** DO THIS **
Can you turn the entries from the line with "Could you point to the mountain" to the line with "Could you point to the town", both included, into a JSON list of strings with one string per line? Skip blank lines and leave the pictures out.

Records:
>> start

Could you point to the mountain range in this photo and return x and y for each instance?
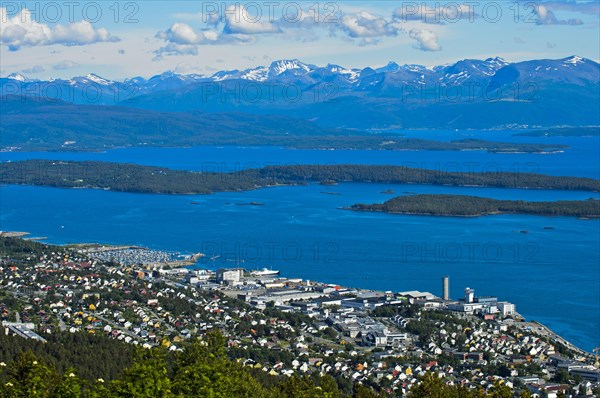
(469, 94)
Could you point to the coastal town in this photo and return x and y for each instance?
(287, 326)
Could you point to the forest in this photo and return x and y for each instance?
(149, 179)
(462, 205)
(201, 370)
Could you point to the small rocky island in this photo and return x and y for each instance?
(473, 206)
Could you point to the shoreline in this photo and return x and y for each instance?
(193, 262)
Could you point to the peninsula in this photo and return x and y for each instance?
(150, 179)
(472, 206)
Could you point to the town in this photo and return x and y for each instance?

>> end
>> start

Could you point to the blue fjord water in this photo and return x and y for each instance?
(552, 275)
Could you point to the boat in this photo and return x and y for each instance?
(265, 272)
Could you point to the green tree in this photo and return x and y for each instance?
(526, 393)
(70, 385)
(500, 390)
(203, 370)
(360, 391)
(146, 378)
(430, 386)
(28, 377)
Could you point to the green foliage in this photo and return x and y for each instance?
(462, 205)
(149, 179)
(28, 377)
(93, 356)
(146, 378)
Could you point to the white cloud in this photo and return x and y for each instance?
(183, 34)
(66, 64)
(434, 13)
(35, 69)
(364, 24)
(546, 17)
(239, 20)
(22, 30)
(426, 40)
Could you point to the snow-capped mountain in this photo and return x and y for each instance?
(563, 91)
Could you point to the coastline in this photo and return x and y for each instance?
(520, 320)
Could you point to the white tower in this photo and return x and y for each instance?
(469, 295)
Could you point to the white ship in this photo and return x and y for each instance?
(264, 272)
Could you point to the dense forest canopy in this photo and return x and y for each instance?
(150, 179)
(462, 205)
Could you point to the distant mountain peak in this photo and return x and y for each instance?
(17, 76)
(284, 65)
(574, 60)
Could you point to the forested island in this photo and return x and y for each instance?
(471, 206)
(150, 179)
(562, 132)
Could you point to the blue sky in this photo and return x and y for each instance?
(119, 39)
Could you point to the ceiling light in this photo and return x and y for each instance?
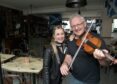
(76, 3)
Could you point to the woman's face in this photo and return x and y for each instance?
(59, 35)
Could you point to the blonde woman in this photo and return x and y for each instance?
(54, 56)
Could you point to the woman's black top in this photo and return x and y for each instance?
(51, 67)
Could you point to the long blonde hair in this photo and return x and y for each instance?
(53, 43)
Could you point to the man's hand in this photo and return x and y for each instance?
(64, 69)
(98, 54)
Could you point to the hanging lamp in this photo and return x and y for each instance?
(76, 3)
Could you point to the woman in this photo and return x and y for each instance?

>> end

** RESPONSE TO THIS TASK **
[
  "Could you point to the mountain range in this photo and return x and y for each instance?",
  "(469, 94)",
  "Could you point to the coastal town in this photo and return x and y for each instance?",
  "(287, 326)",
  "Could you point to the forest in this photo and return x and y for each instance?",
  "(149, 179)",
  "(462, 205)",
  "(201, 370)",
  "Could you point to the small rocky island in this photo and return x and y for each instance?",
  "(473, 206)",
  "Could you point to the shoreline in this photo and return x and y for each instance?",
  "(193, 262)",
  "Could you point to the peninsula in this photo and return x and y for each instance?",
  "(150, 179)",
  "(472, 206)",
  "Could you point to the town in this photo and return x and y for each instance?"
]